### Task statement
Reproduce, without alteration, the lines of the listing between the line holding "Reviewer note: every instance of the red tunic" and the line holding "pixel 380 119", inclusive. Give only those lines.

### The input
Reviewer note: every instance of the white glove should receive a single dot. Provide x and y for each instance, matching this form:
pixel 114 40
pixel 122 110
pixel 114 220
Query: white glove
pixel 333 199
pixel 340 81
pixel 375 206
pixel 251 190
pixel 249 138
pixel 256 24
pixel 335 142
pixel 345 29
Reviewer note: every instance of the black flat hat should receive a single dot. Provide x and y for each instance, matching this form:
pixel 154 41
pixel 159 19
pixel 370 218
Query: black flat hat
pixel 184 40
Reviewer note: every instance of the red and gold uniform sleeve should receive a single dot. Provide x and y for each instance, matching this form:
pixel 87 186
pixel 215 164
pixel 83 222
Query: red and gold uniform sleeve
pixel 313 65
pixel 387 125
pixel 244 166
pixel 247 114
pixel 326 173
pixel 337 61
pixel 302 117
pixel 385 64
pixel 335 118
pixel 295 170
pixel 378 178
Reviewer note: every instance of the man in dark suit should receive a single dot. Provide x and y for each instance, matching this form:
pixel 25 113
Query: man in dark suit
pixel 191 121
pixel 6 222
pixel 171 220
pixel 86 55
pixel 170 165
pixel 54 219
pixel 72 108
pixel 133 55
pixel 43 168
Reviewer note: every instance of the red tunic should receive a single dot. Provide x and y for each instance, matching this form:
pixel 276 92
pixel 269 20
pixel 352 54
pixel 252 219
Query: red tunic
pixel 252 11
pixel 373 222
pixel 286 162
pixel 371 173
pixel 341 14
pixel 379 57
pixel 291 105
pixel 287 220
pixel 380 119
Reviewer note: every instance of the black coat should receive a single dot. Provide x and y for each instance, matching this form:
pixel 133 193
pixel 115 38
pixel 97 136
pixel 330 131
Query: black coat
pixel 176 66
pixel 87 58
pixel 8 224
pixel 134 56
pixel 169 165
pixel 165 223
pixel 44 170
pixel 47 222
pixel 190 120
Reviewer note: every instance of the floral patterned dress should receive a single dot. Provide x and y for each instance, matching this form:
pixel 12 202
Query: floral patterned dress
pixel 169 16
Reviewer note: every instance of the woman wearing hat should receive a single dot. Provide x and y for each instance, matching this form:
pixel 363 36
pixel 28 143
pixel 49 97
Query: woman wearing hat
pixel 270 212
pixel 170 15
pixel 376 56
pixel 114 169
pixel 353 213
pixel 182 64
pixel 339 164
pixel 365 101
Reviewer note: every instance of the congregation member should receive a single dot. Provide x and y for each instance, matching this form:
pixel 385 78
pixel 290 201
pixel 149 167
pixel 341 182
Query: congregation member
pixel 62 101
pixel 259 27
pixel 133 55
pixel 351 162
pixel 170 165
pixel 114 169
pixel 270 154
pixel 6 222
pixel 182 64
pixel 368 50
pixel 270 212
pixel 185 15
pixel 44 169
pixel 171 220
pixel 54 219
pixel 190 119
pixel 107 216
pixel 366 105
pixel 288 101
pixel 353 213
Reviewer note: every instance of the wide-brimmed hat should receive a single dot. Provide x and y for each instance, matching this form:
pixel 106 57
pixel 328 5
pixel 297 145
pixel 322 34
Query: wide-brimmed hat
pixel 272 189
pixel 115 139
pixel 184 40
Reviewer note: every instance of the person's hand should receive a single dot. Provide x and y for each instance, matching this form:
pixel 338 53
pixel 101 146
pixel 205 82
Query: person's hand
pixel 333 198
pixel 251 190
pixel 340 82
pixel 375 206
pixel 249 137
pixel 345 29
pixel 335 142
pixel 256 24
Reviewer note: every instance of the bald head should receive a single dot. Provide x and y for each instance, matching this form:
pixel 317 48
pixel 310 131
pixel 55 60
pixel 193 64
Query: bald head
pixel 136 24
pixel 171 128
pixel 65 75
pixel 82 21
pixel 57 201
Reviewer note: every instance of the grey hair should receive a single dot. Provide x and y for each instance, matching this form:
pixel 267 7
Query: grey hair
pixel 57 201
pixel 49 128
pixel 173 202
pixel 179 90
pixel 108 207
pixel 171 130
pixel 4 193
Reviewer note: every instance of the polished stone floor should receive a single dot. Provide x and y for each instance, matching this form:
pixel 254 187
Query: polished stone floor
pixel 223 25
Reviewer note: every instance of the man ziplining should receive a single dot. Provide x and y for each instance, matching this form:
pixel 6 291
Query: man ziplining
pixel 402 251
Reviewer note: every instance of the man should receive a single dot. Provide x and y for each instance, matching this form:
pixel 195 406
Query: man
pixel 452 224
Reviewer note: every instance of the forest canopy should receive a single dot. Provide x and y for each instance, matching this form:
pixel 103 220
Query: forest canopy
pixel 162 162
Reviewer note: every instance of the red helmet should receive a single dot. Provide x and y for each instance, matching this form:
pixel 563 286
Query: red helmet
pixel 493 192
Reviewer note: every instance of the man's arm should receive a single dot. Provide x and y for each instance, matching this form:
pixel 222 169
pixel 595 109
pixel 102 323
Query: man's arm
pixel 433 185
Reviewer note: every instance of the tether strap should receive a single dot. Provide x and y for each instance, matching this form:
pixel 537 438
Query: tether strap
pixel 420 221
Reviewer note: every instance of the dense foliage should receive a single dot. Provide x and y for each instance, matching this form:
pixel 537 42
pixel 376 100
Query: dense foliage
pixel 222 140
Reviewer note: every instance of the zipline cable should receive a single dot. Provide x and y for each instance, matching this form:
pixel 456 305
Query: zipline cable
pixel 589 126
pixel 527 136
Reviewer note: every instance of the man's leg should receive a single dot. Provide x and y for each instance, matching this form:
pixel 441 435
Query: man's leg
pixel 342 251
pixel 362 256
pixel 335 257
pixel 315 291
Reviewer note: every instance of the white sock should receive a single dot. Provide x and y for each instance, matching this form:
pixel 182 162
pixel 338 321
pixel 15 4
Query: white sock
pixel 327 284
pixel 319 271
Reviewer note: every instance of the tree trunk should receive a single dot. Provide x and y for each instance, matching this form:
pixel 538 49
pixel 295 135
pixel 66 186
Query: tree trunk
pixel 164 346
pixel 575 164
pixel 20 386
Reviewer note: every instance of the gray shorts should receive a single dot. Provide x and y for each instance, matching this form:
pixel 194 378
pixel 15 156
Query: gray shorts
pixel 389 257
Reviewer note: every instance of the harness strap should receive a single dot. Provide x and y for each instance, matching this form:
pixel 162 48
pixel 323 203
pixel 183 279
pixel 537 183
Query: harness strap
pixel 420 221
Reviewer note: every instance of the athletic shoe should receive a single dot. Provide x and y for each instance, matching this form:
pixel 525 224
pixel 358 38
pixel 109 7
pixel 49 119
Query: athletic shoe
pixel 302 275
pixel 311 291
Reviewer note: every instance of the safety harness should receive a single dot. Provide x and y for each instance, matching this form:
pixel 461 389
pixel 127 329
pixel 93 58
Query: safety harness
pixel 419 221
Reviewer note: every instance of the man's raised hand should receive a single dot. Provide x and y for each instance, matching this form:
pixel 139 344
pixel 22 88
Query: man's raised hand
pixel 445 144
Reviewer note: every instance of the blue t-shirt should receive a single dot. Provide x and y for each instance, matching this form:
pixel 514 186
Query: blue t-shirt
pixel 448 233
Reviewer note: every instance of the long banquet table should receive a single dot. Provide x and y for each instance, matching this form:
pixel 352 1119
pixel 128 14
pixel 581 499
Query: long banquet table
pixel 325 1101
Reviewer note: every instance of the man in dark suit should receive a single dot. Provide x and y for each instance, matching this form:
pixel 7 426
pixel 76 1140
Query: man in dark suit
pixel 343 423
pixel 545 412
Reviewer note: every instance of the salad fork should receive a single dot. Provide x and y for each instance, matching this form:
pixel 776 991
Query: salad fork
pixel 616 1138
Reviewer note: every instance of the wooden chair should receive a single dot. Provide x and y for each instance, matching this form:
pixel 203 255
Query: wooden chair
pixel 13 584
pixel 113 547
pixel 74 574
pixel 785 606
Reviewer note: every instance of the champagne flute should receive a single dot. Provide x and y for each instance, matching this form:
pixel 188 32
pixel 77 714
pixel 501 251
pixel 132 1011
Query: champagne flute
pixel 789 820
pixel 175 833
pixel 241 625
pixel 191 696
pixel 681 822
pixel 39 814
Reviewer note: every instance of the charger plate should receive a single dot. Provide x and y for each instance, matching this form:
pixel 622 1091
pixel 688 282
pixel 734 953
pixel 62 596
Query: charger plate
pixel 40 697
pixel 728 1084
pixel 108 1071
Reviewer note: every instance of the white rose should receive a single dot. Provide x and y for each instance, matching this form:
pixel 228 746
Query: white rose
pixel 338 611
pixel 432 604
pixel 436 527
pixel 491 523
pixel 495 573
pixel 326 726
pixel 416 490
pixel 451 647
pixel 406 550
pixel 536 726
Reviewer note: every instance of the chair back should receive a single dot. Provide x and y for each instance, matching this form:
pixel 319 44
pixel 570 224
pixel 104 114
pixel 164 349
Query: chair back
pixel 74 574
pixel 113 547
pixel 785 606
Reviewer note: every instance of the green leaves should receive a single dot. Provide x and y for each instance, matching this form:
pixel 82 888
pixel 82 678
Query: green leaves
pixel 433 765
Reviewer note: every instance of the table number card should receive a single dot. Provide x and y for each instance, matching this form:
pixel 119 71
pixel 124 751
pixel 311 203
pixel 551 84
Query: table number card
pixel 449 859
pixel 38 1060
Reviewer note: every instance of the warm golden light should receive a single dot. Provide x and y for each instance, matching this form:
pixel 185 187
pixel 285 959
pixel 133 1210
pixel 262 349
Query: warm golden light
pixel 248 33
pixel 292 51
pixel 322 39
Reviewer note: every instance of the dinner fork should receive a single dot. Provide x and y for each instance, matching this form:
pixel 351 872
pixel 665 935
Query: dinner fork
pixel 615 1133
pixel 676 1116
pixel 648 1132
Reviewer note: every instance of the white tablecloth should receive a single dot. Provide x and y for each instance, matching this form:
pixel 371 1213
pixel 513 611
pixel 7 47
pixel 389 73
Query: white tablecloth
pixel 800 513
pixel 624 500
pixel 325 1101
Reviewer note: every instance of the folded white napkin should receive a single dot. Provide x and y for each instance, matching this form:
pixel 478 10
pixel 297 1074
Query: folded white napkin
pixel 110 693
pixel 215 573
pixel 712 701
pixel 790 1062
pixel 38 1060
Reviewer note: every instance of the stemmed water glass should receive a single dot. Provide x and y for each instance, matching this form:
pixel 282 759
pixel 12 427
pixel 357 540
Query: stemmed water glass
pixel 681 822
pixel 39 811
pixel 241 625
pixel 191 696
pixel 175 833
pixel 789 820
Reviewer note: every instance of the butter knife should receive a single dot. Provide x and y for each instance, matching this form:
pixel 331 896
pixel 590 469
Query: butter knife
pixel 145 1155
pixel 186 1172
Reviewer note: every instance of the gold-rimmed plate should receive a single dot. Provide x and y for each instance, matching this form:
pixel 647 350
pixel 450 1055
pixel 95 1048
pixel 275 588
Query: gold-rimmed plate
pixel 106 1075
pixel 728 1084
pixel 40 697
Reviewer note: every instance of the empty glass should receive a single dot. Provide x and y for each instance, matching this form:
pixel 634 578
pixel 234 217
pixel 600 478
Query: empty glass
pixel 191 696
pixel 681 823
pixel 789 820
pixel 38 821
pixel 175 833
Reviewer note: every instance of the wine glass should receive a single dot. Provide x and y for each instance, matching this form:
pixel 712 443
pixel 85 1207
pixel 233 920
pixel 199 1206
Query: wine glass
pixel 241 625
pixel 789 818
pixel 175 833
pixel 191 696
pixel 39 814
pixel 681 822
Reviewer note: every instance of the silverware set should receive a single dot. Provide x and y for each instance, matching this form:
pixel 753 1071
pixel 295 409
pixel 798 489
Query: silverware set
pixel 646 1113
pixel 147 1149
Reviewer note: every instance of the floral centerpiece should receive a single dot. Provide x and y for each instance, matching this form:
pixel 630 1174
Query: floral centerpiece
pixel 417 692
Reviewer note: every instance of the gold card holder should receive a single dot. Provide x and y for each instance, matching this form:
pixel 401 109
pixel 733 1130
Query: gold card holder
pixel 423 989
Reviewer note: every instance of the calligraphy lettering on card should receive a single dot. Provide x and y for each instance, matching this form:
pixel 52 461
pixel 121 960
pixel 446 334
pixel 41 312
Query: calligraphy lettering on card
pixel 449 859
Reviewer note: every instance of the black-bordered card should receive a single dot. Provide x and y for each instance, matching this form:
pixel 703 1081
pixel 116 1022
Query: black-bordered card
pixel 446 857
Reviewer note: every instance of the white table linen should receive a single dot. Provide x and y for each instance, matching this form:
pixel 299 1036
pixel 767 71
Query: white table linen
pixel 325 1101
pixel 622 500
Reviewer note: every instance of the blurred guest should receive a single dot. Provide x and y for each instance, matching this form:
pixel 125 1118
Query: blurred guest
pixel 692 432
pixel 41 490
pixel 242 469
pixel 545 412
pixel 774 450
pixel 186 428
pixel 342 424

### Exercise output
Reviewer note: every instance of the red tunic should receive a single dot. Provide x and y for each instance, matching this form:
pixel 276 92
pixel 269 20
pixel 352 54
pixel 252 219
Query: red tunic
pixel 252 11
pixel 373 222
pixel 286 162
pixel 371 173
pixel 341 14
pixel 379 57
pixel 291 105
pixel 287 220
pixel 380 119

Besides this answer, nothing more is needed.